EXTRACTED RECORDS:
-*-*-

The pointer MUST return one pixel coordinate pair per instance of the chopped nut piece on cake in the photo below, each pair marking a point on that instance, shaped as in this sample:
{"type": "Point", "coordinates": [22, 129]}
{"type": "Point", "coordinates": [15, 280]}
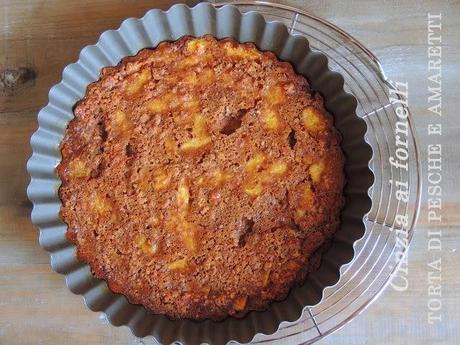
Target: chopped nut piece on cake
{"type": "Point", "coordinates": [179, 264]}
{"type": "Point", "coordinates": [139, 81]}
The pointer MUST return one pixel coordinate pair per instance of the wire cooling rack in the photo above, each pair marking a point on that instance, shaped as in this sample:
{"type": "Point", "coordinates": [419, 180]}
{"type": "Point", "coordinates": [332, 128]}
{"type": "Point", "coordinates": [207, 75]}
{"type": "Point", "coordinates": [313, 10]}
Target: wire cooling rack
{"type": "Point", "coordinates": [383, 248]}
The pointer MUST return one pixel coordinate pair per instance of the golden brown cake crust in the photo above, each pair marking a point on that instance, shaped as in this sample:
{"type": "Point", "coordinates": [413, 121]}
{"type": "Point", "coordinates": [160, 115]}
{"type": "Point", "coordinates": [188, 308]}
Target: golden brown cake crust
{"type": "Point", "coordinates": [199, 178]}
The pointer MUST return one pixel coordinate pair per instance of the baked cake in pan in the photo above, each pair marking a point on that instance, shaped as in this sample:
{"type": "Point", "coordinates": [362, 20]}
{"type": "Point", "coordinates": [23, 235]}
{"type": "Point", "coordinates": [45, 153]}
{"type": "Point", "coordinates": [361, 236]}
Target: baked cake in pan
{"type": "Point", "coordinates": [199, 178]}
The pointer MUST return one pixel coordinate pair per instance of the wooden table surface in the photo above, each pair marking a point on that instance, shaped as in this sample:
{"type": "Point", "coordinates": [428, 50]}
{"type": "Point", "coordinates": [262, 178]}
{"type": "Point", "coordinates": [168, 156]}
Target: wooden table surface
{"type": "Point", "coordinates": [42, 36]}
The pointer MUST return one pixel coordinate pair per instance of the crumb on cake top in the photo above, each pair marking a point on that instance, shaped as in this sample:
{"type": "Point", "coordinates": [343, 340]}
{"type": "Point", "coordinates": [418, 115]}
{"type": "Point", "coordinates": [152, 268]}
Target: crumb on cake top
{"type": "Point", "coordinates": [200, 177]}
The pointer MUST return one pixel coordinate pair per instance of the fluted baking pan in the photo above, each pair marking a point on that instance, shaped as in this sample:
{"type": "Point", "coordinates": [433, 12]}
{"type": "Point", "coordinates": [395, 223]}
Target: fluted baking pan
{"type": "Point", "coordinates": [133, 35]}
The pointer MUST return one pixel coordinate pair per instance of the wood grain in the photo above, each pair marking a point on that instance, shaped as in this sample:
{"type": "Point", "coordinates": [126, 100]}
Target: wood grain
{"type": "Point", "coordinates": [46, 35]}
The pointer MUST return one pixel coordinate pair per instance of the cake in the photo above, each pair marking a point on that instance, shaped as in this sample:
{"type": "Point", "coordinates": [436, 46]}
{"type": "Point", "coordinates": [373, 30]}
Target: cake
{"type": "Point", "coordinates": [201, 178]}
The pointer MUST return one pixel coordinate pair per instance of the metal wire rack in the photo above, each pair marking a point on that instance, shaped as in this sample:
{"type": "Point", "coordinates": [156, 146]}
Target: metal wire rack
{"type": "Point", "coordinates": [383, 248]}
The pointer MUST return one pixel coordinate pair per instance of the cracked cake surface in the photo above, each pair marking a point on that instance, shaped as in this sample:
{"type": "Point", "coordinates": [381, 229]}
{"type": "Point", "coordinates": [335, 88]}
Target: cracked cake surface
{"type": "Point", "coordinates": [200, 177]}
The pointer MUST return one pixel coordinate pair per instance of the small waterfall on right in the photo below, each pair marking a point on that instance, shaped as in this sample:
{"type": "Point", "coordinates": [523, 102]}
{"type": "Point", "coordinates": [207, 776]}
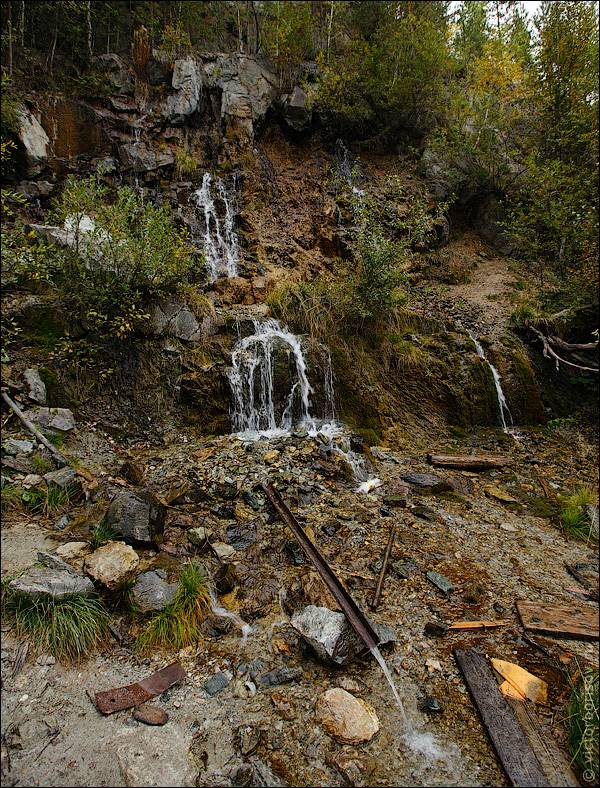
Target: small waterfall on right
{"type": "Point", "coordinates": [502, 404]}
{"type": "Point", "coordinates": [220, 239]}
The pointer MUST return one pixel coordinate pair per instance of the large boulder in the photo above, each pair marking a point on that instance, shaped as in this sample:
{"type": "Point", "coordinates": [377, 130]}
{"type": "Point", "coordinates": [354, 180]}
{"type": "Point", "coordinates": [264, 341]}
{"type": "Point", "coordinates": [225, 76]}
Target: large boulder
{"type": "Point", "coordinates": [112, 564]}
{"type": "Point", "coordinates": [136, 516]}
{"type": "Point", "coordinates": [330, 635]}
{"type": "Point", "coordinates": [187, 82]}
{"type": "Point", "coordinates": [56, 582]}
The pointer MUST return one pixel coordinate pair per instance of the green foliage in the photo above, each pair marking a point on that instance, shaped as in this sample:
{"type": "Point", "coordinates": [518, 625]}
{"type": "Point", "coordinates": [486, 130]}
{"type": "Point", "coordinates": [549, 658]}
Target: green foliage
{"type": "Point", "coordinates": [582, 723]}
{"type": "Point", "coordinates": [68, 627]}
{"type": "Point", "coordinates": [178, 625]}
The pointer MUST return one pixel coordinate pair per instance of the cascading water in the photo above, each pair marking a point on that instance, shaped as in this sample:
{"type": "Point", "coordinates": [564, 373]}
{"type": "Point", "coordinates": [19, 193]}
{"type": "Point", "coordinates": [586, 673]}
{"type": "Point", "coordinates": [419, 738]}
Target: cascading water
{"type": "Point", "coordinates": [220, 239]}
{"type": "Point", "coordinates": [502, 404]}
{"type": "Point", "coordinates": [254, 408]}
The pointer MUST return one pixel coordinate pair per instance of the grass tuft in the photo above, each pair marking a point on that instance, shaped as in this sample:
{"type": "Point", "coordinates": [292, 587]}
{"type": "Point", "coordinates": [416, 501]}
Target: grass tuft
{"type": "Point", "coordinates": [178, 625]}
{"type": "Point", "coordinates": [68, 627]}
{"type": "Point", "coordinates": [582, 724]}
{"type": "Point", "coordinates": [102, 534]}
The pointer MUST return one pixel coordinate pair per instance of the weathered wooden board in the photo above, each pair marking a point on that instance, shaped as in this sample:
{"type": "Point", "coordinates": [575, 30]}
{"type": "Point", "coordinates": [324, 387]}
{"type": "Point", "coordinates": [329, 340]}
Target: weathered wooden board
{"type": "Point", "coordinates": [469, 461]}
{"type": "Point", "coordinates": [512, 746]}
{"type": "Point", "coordinates": [577, 622]}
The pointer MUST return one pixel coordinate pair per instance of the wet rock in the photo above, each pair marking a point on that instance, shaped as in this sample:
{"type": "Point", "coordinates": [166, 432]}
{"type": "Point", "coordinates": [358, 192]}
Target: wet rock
{"type": "Point", "coordinates": [67, 479]}
{"type": "Point", "coordinates": [151, 592]}
{"type": "Point", "coordinates": [330, 636]}
{"type": "Point", "coordinates": [37, 389]}
{"type": "Point", "coordinates": [136, 516]}
{"type": "Point", "coordinates": [60, 419]}
{"type": "Point", "coordinates": [150, 714]}
{"type": "Point", "coordinates": [427, 482]}
{"type": "Point", "coordinates": [55, 582]}
{"type": "Point", "coordinates": [13, 447]}
{"type": "Point", "coordinates": [158, 758]}
{"type": "Point", "coordinates": [216, 683]}
{"type": "Point", "coordinates": [280, 676]}
{"type": "Point", "coordinates": [112, 564]}
{"type": "Point", "coordinates": [348, 719]}
{"type": "Point", "coordinates": [198, 536]}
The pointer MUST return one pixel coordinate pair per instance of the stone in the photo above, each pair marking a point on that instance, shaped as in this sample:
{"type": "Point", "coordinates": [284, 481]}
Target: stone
{"type": "Point", "coordinates": [296, 110]}
{"type": "Point", "coordinates": [427, 482]}
{"type": "Point", "coordinates": [32, 135]}
{"type": "Point", "coordinates": [112, 564]}
{"type": "Point", "coordinates": [150, 714]}
{"type": "Point", "coordinates": [14, 447]}
{"type": "Point", "coordinates": [37, 389]}
{"type": "Point", "coordinates": [198, 536]}
{"type": "Point", "coordinates": [67, 479]}
{"type": "Point", "coordinates": [278, 676]}
{"type": "Point", "coordinates": [151, 592]}
{"type": "Point", "coordinates": [223, 550]}
{"type": "Point", "coordinates": [158, 758]}
{"type": "Point", "coordinates": [71, 551]}
{"type": "Point", "coordinates": [60, 419]}
{"type": "Point", "coordinates": [216, 683]}
{"type": "Point", "coordinates": [330, 635]}
{"type": "Point", "coordinates": [348, 719]}
{"type": "Point", "coordinates": [55, 582]}
{"type": "Point", "coordinates": [187, 84]}
{"type": "Point", "coordinates": [136, 516]}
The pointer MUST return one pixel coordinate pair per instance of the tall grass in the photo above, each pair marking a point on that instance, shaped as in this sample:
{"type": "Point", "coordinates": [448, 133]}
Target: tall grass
{"type": "Point", "coordinates": [67, 627]}
{"type": "Point", "coordinates": [178, 625]}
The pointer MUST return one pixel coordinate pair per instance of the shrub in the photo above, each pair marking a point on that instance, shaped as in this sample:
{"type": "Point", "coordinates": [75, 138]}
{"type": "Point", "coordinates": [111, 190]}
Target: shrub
{"type": "Point", "coordinates": [178, 625]}
{"type": "Point", "coordinates": [68, 627]}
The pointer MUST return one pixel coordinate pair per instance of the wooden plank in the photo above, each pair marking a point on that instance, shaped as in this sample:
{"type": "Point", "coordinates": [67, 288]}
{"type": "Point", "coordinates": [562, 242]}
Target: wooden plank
{"type": "Point", "coordinates": [510, 743]}
{"type": "Point", "coordinates": [469, 461]}
{"type": "Point", "coordinates": [576, 622]}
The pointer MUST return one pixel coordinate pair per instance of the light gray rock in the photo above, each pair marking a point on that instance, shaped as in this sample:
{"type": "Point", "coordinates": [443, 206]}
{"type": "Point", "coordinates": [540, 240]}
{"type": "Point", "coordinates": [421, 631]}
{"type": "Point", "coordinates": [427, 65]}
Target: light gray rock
{"type": "Point", "coordinates": [331, 636]}
{"type": "Point", "coordinates": [158, 758]}
{"type": "Point", "coordinates": [136, 516]}
{"type": "Point", "coordinates": [32, 135]}
{"type": "Point", "coordinates": [187, 82]}
{"type": "Point", "coordinates": [55, 582]}
{"type": "Point", "coordinates": [112, 564]}
{"type": "Point", "coordinates": [14, 447]}
{"type": "Point", "coordinates": [151, 592]}
{"type": "Point", "coordinates": [37, 389]}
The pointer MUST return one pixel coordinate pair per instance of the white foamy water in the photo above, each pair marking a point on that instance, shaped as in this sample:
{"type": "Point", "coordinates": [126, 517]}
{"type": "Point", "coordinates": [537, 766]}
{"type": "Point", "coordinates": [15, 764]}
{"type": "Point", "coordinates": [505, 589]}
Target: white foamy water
{"type": "Point", "coordinates": [220, 239]}
{"type": "Point", "coordinates": [502, 404]}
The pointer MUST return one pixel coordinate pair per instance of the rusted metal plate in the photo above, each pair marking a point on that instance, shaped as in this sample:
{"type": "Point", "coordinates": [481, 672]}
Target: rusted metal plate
{"type": "Point", "coordinates": [357, 619]}
{"type": "Point", "coordinates": [132, 695]}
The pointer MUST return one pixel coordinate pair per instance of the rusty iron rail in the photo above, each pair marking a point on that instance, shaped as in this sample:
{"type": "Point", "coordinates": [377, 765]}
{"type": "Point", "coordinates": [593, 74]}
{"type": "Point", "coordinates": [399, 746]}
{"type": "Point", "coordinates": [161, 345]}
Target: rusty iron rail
{"type": "Point", "coordinates": [356, 618]}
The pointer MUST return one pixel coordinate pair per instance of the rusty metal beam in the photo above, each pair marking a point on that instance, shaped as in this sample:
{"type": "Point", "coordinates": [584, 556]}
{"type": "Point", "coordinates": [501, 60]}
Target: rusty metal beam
{"type": "Point", "coordinates": [356, 618]}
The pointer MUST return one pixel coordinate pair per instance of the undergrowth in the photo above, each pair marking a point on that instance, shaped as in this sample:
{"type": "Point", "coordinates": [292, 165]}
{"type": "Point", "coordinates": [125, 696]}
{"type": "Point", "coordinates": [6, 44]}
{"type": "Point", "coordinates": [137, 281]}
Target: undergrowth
{"type": "Point", "coordinates": [68, 627]}
{"type": "Point", "coordinates": [178, 625]}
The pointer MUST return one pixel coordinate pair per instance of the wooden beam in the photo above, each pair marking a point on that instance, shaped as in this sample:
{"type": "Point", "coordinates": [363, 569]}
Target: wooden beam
{"type": "Point", "coordinates": [510, 743]}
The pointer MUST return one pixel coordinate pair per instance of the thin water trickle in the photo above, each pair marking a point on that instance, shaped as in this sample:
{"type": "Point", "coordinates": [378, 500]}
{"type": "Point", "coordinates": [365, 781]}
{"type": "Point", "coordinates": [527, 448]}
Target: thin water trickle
{"type": "Point", "coordinates": [220, 239]}
{"type": "Point", "coordinates": [502, 404]}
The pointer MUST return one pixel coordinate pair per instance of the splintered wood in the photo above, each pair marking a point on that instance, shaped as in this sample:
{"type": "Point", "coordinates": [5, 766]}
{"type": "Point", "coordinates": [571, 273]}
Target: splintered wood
{"type": "Point", "coordinates": [577, 622]}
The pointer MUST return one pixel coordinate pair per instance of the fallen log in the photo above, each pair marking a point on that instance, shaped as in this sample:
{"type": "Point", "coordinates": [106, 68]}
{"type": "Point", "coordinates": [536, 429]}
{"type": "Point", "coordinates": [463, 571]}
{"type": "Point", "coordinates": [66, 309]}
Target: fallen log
{"type": "Point", "coordinates": [58, 458]}
{"type": "Point", "coordinates": [469, 462]}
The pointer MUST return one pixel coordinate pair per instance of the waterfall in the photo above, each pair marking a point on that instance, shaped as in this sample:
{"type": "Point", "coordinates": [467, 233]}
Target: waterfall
{"type": "Point", "coordinates": [254, 407]}
{"type": "Point", "coordinates": [220, 239]}
{"type": "Point", "coordinates": [502, 404]}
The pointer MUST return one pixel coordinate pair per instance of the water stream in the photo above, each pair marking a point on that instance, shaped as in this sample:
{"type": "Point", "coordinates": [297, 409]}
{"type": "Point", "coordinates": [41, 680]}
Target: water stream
{"type": "Point", "coordinates": [220, 239]}
{"type": "Point", "coordinates": [502, 404]}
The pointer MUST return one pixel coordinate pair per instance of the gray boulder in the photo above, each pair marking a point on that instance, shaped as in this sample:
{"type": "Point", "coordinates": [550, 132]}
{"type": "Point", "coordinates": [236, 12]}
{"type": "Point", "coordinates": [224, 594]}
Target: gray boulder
{"type": "Point", "coordinates": [37, 389]}
{"type": "Point", "coordinates": [295, 110]}
{"type": "Point", "coordinates": [136, 516]}
{"type": "Point", "coordinates": [330, 635]}
{"type": "Point", "coordinates": [152, 592]}
{"type": "Point", "coordinates": [55, 582]}
{"type": "Point", "coordinates": [187, 82]}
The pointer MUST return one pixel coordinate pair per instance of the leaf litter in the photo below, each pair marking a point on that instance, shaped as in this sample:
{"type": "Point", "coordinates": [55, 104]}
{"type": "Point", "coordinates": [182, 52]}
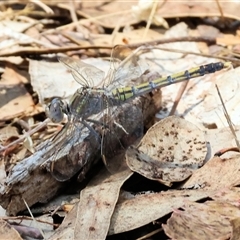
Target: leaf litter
{"type": "Point", "coordinates": [162, 156]}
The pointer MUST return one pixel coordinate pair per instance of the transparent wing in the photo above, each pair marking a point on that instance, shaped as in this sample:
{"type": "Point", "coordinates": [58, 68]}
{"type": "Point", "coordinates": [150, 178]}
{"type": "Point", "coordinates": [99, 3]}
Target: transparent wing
{"type": "Point", "coordinates": [71, 150]}
{"type": "Point", "coordinates": [85, 74]}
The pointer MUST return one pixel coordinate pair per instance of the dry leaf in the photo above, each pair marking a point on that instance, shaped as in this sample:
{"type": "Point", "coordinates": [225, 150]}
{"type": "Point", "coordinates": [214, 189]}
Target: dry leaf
{"type": "Point", "coordinates": [210, 220]}
{"type": "Point", "coordinates": [170, 151]}
{"type": "Point", "coordinates": [8, 232]}
{"type": "Point", "coordinates": [146, 208]}
{"type": "Point", "coordinates": [217, 173]}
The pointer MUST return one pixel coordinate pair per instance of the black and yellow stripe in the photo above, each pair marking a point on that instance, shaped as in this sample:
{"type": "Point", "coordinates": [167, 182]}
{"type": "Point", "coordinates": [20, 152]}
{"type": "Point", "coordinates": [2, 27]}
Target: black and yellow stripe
{"type": "Point", "coordinates": [134, 91]}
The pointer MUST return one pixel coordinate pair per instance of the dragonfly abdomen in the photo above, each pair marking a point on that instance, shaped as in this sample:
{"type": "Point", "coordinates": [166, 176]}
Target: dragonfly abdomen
{"type": "Point", "coordinates": [134, 91]}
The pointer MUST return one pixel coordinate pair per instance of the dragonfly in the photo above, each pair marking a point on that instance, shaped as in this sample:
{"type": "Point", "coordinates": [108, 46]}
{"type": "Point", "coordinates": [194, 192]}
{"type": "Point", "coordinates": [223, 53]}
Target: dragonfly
{"type": "Point", "coordinates": [93, 109]}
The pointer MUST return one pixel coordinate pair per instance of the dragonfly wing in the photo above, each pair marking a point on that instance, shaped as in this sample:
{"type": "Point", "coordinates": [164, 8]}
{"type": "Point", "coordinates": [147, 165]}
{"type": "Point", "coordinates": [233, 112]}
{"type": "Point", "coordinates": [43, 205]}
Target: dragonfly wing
{"type": "Point", "coordinates": [124, 125]}
{"type": "Point", "coordinates": [85, 74]}
{"type": "Point", "coordinates": [70, 150]}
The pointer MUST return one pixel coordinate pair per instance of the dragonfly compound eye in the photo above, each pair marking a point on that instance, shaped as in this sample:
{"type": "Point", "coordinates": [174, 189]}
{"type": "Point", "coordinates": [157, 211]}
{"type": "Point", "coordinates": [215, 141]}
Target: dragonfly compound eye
{"type": "Point", "coordinates": [55, 110]}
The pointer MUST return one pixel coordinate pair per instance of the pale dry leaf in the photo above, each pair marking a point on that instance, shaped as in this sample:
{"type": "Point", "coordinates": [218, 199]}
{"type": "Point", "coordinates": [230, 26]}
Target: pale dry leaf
{"type": "Point", "coordinates": [67, 228]}
{"type": "Point", "coordinates": [235, 228]}
{"type": "Point", "coordinates": [221, 138]}
{"type": "Point", "coordinates": [230, 195]}
{"type": "Point", "coordinates": [146, 208]}
{"type": "Point", "coordinates": [14, 98]}
{"type": "Point", "coordinates": [170, 151]}
{"type": "Point", "coordinates": [217, 173]}
{"type": "Point", "coordinates": [210, 220]}
{"type": "Point", "coordinates": [8, 232]}
{"type": "Point", "coordinates": [212, 111]}
{"type": "Point", "coordinates": [7, 132]}
{"type": "Point", "coordinates": [99, 199]}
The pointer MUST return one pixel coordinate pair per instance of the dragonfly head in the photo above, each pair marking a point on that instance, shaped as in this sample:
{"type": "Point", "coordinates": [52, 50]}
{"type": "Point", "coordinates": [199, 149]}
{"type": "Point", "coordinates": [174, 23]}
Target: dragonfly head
{"type": "Point", "coordinates": [56, 110]}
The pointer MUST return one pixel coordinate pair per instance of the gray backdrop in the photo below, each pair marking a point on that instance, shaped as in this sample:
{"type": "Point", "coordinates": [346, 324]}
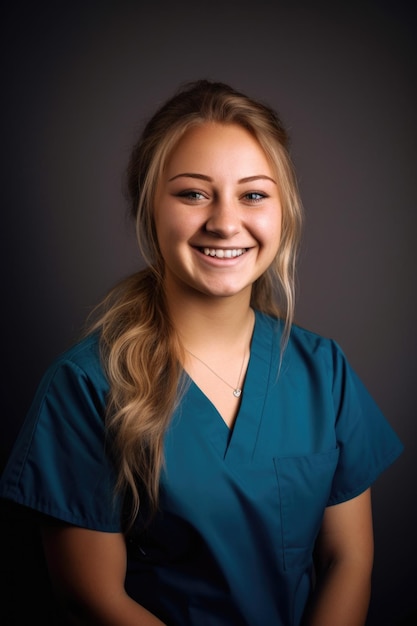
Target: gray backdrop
{"type": "Point", "coordinates": [77, 83]}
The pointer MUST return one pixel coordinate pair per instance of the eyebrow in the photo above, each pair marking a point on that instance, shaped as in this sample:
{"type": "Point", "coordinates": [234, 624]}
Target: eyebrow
{"type": "Point", "coordinates": [248, 179]}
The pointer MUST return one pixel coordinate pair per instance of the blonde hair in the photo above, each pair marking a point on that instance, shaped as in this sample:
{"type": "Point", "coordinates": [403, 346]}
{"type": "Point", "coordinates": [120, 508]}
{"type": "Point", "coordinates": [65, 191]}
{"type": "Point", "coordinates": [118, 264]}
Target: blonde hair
{"type": "Point", "coordinates": [140, 348]}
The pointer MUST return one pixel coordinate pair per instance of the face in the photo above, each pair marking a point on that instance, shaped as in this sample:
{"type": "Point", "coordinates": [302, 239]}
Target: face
{"type": "Point", "coordinates": [217, 212]}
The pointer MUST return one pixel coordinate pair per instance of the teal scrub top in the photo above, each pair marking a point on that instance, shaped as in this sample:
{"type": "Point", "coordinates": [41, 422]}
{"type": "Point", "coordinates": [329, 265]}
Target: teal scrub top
{"type": "Point", "coordinates": [240, 509]}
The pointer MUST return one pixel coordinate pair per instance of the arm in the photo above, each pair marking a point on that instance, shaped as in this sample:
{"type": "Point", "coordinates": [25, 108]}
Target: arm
{"type": "Point", "coordinates": [87, 569]}
{"type": "Point", "coordinates": [344, 565]}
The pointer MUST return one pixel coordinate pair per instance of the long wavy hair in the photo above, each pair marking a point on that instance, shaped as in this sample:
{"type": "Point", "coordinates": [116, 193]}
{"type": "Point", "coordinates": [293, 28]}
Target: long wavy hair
{"type": "Point", "coordinates": [141, 350]}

-*-*-

WHAT IS ASKED: Please print, unchanged, the lines of the items above from the line containing "instance of the arm" through the last line of the items, both ends included.

IN RESPONSE:
The pointer MUST return one pixel coordinate pair per instance of the arm in the photo above, each pair marking a point on that instance, shaped as in this sample:
{"type": "Point", "coordinates": [25, 108]}
Target: arm
{"type": "Point", "coordinates": [87, 569]}
{"type": "Point", "coordinates": [344, 565]}
The pointer MUST return one pixel coordinate pair per instance of the long wavy hair in the photo above, each pair marking a point on that instance, shaped as in this sample:
{"type": "Point", "coordinates": [116, 193]}
{"type": "Point", "coordinates": [293, 28]}
Target: long wavy hair
{"type": "Point", "coordinates": [141, 350]}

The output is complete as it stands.